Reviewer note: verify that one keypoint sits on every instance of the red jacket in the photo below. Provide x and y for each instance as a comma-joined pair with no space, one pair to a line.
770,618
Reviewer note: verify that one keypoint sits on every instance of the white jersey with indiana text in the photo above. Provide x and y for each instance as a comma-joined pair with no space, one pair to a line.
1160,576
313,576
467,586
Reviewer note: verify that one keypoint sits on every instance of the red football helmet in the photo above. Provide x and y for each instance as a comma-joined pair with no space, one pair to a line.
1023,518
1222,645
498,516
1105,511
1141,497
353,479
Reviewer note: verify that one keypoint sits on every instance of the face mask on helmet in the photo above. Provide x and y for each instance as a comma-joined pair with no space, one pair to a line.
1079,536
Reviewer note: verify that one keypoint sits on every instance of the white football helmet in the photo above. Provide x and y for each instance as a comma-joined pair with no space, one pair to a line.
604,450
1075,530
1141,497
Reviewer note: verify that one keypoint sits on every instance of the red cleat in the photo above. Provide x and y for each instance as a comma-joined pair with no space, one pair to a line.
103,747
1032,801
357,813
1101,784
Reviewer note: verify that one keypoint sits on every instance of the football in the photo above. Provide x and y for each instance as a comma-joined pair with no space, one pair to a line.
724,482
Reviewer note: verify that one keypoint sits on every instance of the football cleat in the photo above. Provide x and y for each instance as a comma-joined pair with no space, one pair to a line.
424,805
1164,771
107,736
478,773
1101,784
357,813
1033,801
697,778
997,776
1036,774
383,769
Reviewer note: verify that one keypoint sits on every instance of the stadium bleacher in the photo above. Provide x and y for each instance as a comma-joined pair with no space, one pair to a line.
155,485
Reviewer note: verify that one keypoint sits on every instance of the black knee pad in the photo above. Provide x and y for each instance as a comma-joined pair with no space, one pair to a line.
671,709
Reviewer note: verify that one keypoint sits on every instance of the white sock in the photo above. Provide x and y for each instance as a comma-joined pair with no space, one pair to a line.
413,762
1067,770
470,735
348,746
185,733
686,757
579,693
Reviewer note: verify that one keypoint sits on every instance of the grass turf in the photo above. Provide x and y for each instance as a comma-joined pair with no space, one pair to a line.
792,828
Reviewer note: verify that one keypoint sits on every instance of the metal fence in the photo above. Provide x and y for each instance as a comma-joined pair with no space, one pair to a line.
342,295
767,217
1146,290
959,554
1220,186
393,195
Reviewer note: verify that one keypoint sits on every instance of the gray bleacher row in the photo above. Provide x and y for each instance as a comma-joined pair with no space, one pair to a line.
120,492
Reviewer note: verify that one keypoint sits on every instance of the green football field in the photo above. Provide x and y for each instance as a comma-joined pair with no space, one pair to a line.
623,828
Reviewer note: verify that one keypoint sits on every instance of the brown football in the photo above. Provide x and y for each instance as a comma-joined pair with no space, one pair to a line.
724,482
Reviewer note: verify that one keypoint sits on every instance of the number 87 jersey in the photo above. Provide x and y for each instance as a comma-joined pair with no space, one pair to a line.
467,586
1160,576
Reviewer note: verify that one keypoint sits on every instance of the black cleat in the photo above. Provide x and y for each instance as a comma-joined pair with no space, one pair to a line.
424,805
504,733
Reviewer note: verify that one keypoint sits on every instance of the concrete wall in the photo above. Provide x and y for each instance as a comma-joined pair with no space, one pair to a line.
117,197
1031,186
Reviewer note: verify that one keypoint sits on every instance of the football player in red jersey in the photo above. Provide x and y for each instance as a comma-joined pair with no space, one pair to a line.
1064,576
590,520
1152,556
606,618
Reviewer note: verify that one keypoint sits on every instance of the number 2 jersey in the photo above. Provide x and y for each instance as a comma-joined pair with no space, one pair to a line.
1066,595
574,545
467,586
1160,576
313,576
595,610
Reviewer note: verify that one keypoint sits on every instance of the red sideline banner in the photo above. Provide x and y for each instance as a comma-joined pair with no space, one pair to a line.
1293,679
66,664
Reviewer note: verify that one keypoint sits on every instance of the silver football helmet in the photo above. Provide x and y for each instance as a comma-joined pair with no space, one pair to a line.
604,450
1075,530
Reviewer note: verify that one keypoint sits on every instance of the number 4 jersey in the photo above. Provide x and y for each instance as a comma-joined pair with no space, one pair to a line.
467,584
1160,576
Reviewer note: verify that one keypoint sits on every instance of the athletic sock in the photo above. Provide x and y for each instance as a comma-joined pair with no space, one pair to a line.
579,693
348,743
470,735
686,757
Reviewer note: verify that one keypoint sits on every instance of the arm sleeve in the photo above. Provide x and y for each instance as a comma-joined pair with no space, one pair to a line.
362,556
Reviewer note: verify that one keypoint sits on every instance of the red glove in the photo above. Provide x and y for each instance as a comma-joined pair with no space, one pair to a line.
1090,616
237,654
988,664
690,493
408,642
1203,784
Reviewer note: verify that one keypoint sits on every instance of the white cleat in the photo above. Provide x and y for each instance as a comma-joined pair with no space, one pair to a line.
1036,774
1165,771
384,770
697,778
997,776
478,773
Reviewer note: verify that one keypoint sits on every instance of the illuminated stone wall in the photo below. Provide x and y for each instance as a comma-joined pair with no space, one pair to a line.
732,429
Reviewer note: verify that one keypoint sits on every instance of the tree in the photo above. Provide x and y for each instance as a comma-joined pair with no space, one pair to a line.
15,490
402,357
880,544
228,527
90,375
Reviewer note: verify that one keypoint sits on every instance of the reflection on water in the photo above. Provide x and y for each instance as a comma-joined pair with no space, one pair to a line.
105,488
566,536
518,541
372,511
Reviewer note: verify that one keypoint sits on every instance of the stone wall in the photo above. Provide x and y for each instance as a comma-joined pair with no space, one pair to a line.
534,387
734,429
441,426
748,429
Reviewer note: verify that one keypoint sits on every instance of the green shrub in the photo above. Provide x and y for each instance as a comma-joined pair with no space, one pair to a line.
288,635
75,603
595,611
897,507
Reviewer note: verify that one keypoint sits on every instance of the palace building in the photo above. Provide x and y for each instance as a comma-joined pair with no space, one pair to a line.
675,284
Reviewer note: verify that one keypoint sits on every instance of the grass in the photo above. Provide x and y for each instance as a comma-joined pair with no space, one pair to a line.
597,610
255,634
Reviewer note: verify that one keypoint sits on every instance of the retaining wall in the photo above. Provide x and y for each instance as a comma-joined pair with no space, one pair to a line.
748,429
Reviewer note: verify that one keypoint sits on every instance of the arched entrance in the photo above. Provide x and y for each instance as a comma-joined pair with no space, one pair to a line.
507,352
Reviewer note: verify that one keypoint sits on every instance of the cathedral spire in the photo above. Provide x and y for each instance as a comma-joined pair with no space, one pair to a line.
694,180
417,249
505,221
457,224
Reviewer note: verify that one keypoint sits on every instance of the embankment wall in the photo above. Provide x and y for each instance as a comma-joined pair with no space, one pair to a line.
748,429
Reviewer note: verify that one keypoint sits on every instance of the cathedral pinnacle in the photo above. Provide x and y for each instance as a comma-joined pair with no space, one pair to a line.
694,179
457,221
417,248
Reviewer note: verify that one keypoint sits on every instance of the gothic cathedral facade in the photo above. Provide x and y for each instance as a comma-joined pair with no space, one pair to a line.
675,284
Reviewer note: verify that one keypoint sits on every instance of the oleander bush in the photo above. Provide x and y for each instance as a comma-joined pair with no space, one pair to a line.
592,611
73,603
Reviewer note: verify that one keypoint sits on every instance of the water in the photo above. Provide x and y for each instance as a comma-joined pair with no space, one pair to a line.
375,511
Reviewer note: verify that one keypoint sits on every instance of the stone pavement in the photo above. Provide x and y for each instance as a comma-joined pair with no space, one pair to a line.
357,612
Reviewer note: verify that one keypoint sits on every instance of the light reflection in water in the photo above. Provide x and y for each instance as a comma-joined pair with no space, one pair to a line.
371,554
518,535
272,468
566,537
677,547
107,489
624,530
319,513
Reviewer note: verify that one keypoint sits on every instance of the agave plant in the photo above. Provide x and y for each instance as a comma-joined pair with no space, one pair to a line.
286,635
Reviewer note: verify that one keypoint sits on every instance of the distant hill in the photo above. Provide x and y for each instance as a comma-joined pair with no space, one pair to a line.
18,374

+++++

> EXERCISE INSTRUCTIONS: One line contains "of the water". Return that line and every later line through the end of the listing above, exactly, and nothing else.

> OUTPUT BELOW:
Reviewer note: verify that one keypoint sits on every instance of the water in the photo above. Provide x and y for each instance as a comma-joined pair with no space, one pair to a line.
375,511
Reviewer note: verify that one keypoint sits on every instance of the stone pavement in the photo above. Provide x and y for each instance as a comma-joined pair with no space, one pair to a line.
357,612
Reviewer note: verify that one keypoint sits on every instance of the light reflection in water in the photo above. Provide x and y for each instance as a comma-joined pair with no space, one pair to a line.
371,554
518,535
272,468
566,537
677,547
107,489
624,530
319,513
Reviewer note: verify that one keypoint sits on every instance of the agave plant in the photo above. Provide x and y for each instance as a comma-joined pair with no space, one pair to a line.
286,635
Reviewer note: verify that one keypoint sits on every instance of the distant hill in the photo above. Provide x and y for each instance as a comma-joined pair with no space, one pair to a line.
18,374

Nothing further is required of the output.